• **DOCUMENT PASSAGE**
※ ※ ※

DNA mismatches and insertion/deletion loops (IDL) which arise from errors during DNA replication represent another challenge to genomic integrity. Mismatch repair (MMR) is the predominant pathway for the repair of these misincorporation errors. The human MutS homologs hMSH2, hMSH3, and hMSH6 play a fundamental role in the recognition and signaling of MMR (for review, see Refs. 18-20). The hMSH2-hMSH6 heterodimer primarily recognizes DNA base/base mismatches and single nucleotide IDL mismatches (21). The hMSH2-hMSH3 heterodimer also recognizes single nucleotide IDLs as well as larger IDLs (21).

The eukaryotic MutS homologs have been extensively studied for their role in the recognition and repair of DNA mismatches and IDLs, but they also appear to recognize other abnormalities in DNA. For example, hMSH2-hMSH6 has been shown to bind DNA oligonucleotides containing cisplatin and O6-methylguanine lesions (22-24). Genetic and biochemical evidence also suggests a role for MSH2 and hMSH6 in the repair of 8-oxo-G lesions (25). Compared with wild type cells, Msh2-deficient mouse embryonic stem cells appeared resistant to prolonged low level ionizing radiation and accumulated a significantly greater number of 8-oxo-G in their genomic DNA (1). In addition, cell lines deficient for hMSH2 have been found to be deficient for transcription-coupled DNA repair (TCR) of oxidative lesions (26). Moreover, the combination of S. cerevisiae msh2 or msh6 (but not msh3) mutations with a mutation of ogg-1 resulted in a synergistic increase in G to T transversions (2). Consistent with these genetic results, purified scMsh2-scMsh6 was shown to bind DNA oligonucleotides containing a single 8-oxo-G lesion by gel-shift analysis and to be released from these substrates in the presence of ATP but not ADP (2). Taken together, these latter results suggest that MSH2 and MSH6 (presumably as a heterodimer) recognize and are activated by 8-oxo-G lesions.

※ ※ ※

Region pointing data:
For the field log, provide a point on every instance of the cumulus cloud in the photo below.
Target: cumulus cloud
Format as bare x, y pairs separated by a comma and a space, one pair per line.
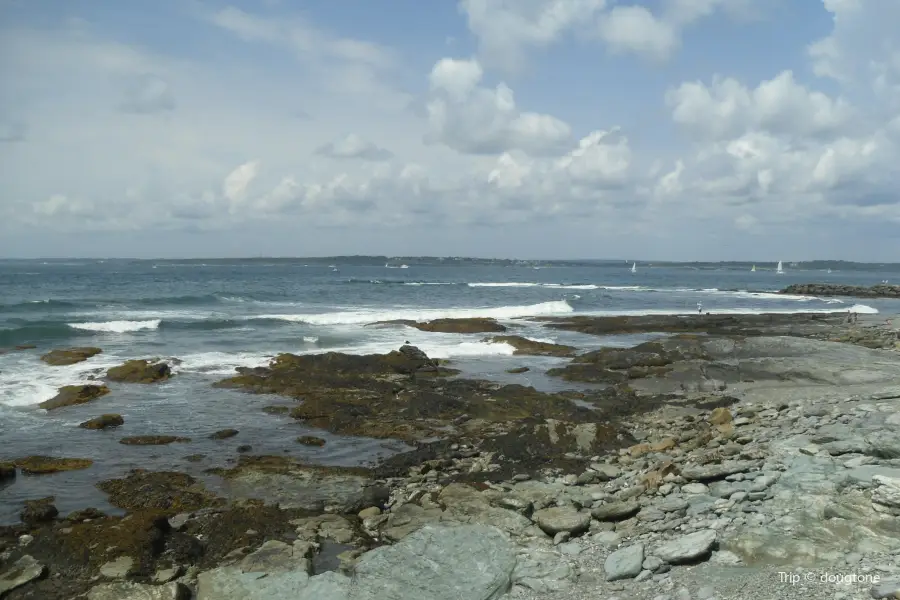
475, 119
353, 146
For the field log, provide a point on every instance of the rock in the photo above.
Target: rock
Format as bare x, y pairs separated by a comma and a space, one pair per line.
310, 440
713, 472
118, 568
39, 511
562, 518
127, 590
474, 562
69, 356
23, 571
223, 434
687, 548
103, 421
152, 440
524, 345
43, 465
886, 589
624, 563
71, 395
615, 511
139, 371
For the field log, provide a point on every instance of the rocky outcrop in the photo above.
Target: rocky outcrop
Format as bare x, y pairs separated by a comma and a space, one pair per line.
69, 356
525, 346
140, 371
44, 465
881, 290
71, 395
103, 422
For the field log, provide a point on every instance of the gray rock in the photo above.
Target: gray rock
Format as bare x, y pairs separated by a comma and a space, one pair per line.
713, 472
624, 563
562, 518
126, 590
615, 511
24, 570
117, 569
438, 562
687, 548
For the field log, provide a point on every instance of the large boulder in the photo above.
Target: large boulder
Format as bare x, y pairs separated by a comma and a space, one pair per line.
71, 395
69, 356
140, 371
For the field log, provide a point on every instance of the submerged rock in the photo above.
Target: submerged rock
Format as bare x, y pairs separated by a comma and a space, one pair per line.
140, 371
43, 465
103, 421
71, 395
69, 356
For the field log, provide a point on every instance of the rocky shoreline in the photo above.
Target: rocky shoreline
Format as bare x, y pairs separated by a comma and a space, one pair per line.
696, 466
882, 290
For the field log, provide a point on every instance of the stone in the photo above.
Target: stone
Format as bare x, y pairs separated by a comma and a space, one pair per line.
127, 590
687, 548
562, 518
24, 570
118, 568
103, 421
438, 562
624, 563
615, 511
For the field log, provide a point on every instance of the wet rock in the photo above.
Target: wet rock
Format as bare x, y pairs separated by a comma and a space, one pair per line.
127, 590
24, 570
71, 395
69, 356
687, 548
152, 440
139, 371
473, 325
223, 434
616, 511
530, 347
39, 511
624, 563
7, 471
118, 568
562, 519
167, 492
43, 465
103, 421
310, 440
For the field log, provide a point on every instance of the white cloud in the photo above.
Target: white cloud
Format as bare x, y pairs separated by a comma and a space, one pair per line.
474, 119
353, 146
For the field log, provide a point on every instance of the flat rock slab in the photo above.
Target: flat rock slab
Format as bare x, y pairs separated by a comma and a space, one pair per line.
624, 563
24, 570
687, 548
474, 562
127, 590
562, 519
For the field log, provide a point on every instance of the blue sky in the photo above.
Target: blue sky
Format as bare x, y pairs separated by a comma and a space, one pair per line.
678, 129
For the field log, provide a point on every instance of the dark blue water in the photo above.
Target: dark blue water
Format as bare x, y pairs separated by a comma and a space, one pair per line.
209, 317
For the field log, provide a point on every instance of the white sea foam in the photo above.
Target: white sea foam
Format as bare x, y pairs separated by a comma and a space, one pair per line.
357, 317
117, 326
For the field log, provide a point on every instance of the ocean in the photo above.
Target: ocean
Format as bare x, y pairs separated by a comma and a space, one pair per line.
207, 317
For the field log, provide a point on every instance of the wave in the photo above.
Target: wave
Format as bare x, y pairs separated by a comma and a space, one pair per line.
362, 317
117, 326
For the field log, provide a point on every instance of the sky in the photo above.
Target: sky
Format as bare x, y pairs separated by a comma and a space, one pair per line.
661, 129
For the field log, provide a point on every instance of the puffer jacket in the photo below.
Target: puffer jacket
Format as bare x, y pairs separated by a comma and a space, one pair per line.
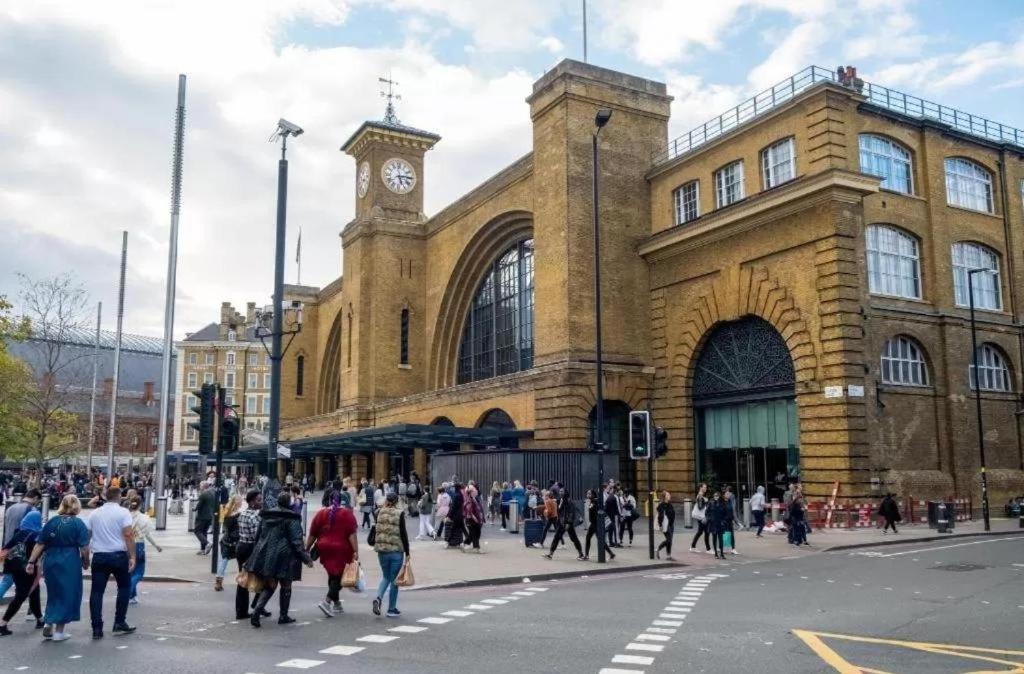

※ ※ ※

• **TO DO**
[A] List the human MutS homologs that the passage on DNA mismatch repair names as playing a fundamental role in mismatch recognition and signaling.
[B] In the passage on DNA mismatch repair, rename "heterodimer" as "complex" in the part that opens with the words containing "DNA mismatches and insertion/deletion" and closes with "larger IDLs (21).".
[C] According to the passage on DNA mismatch repair, which pathway is the predominant one for repairing misincorporation errors?

• **SOLVED PROBLEMS**
[A] hMSH2, hMSH3, hMSH6

[B]
DNA mismatches and insertion/deletion loops (IDL) which arise from errors during DNA replication represent another challenge to genomic integrity. Mismatch repair (MMR) is the predominant pathway for the repair of these misincorporation errors. The human MutS homologs hMSH2, hMSH3, and hMSH6 play a fundamental role in the recognition and signaling of MMR (for review, see Refs. 18-20). The hMSH2-hMSH6 complex primarily recognizes DNA base/base mismatches and single nucleotide IDL mismatches (21). The hMSH2-hMSH3 complex also recognizes single nucleotide IDLs as well as larger IDLs (21).

[C] Mismatch repair (MMR)